EXERCISE INPUT start
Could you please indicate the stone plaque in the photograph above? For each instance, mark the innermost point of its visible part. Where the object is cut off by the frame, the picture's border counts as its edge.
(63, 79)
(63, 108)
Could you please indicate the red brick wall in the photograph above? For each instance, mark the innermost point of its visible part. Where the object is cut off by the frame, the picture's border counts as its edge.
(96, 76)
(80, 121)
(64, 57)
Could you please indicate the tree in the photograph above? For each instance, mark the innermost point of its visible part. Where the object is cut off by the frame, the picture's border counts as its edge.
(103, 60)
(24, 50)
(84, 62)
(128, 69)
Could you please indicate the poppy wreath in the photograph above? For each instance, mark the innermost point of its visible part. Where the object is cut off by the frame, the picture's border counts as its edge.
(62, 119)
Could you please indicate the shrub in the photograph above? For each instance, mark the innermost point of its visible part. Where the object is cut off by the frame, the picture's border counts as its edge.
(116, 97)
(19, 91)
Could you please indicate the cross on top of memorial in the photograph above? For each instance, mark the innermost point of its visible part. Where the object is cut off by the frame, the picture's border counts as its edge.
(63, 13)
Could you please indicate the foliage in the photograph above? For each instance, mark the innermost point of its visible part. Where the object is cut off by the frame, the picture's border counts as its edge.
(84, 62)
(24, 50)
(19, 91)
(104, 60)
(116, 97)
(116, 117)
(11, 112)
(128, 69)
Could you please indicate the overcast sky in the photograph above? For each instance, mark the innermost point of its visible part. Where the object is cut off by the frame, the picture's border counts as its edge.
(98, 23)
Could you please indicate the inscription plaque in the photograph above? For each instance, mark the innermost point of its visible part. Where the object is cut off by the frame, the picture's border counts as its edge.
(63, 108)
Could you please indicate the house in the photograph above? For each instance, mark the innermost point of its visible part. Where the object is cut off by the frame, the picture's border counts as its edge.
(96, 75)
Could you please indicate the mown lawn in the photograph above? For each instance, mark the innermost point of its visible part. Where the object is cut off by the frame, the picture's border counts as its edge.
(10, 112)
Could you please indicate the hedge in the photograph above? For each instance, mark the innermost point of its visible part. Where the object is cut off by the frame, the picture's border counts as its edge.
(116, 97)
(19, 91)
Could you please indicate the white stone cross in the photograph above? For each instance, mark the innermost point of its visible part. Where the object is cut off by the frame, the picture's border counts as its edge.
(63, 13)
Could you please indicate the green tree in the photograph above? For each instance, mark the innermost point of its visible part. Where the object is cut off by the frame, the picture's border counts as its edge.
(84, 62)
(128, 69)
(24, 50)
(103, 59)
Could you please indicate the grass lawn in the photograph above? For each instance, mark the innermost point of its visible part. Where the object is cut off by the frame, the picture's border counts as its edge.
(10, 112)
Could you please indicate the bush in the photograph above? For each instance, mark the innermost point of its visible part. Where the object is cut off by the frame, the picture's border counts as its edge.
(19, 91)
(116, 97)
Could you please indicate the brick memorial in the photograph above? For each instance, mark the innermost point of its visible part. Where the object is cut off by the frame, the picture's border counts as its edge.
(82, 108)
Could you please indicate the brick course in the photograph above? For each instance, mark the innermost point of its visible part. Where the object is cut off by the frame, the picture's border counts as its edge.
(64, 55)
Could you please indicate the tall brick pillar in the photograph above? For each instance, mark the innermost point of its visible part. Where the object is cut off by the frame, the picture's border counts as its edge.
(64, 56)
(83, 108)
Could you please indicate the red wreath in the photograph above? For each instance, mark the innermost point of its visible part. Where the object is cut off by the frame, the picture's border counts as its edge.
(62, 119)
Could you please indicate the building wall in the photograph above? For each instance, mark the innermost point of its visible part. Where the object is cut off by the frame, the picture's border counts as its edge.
EXERCISE INPUT end
## [YOUR INSTRUCTIONS]
Your task is to print all of the records exactly.

## [ANSWER TO THIS EXERCISE]
Could you please indicate the stone plaque in the photograph above? For each instance, mark the innermost point of its visible part. Where the object is cut off by the frame, the picture's border counts as its edge.
(63, 79)
(63, 108)
Could you please indicate the red brick wall in the photograph above? For each instance, mark the innermost point of its visible part. Where the object is cut off by the frame, the picture's border counts as its edge.
(96, 76)
(80, 121)
(64, 57)
Could you please indicate the tree in the photograph above? For each instance, mark the innermost point of its visible part. Where the object is cut off by the frame, the picture's border counts as its edge.
(103, 60)
(24, 50)
(84, 62)
(128, 69)
Could you please indicate the poppy wreath in the photograph above? For each instance, mark the innermost point of its visible part. Where the object is cut off by the frame, the picture's border counts as its edge.
(62, 119)
Could you please indicate the shrub in the photograph above? For each instance, mark the innermost point of its visible part. Where the object is cut off by the frame, the picture's border counts as its edge.
(116, 97)
(19, 91)
Could you please indicate the cross on top of memorial in the photograph above? For each instance, mark the innermost point of its visible part. Where the object is cut off by the frame, the picture's border counts as its edge.
(63, 13)
Could you please indicate the foliage in the photograph above? For each instance, mark the innermost point of its visible part. Where the object is cut off by the frame, the picture's border counts as its edge.
(84, 62)
(24, 50)
(19, 91)
(104, 60)
(116, 97)
(116, 117)
(11, 112)
(128, 69)
Could you please indicate the overcast sky in the photograph above? For each instance, mark the innermost point of its visible part. Where the object is cut off by the frame, the picture's border counts as its edge.
(98, 23)
Could you please indicate the inscription plaque in the photograph above? For each instance, mark the innermost point of its visible part. Where the object is cut off by the frame, the picture's border counts as its edge.
(63, 108)
Could you please indicate the house in the photograph above? For each instance, mark the innermost point of its visible part. Where the object is cut off by the frame, the picture's border counts as its edge.
(96, 75)
Could you please indicate the mown lawn in the photograph above? For each instance, mark the innermost point of its visible part. Where the object is cut off by the frame, the picture's border counts as its edge.
(10, 112)
Could you please indicate the hedge in the photograph above? For each instance, mark the innermost point of its visible part. Where the object is cut off by the frame, the picture's border counts as its edge.
(116, 97)
(19, 91)
Could you please indicate the white stone cross in the photograph above? For each instance, mark the innermost point of its visible part. Where the object is cut off by the frame, the picture's border counts as its edge.
(63, 13)
Could you please indicate the green tree in the photograph above? For each instance, mark the innermost point of its visible part. Where the object is cut off by the frame, the picture's border counts as its edge.
(84, 62)
(128, 69)
(24, 50)
(103, 59)
Could you please indicate the grass lawn in the photograph above? For each instance, mark the innermost point of its visible part. Where the object is cut off by the frame, the picture's border counts as its edge.
(10, 112)
Could you please indicate the bush in the photograph above? For each instance, mark the innermost point of its visible part. Where the object is cut off by the frame, the picture's border counts as its edge.
(19, 91)
(116, 97)
Could you please indicate the brick memorial in the photograph above? For each instance, mark the innermost point of its visible part. Where the object is cut off by the frame, the picture's border counts as its edge.
(82, 108)
Could you please indicate the brick course in the photograph above? For each instance, mark the innermost point of its visible part. Where the object is cut off by the frame, the picture's border counts as its edge.
(64, 55)
Could you please indicate the tall brick pillar in the photograph above? For each instance, mark the innermost point of its visible part. Where the object is cut off by the frame, the picture's border counts as its edge.
(64, 56)
(83, 108)
Could you please indicate the red wreath in the photograph above? For each instance, mark the innermost point of its visible part. Where the object is cut off by the frame, the picture's border counts as its edge.
(62, 119)
Could you please indicate the building wall in the photograph above? For each instance, mark the innermost point of its visible part. Where the object is cut off by the frame, the picture's border counts as its edge.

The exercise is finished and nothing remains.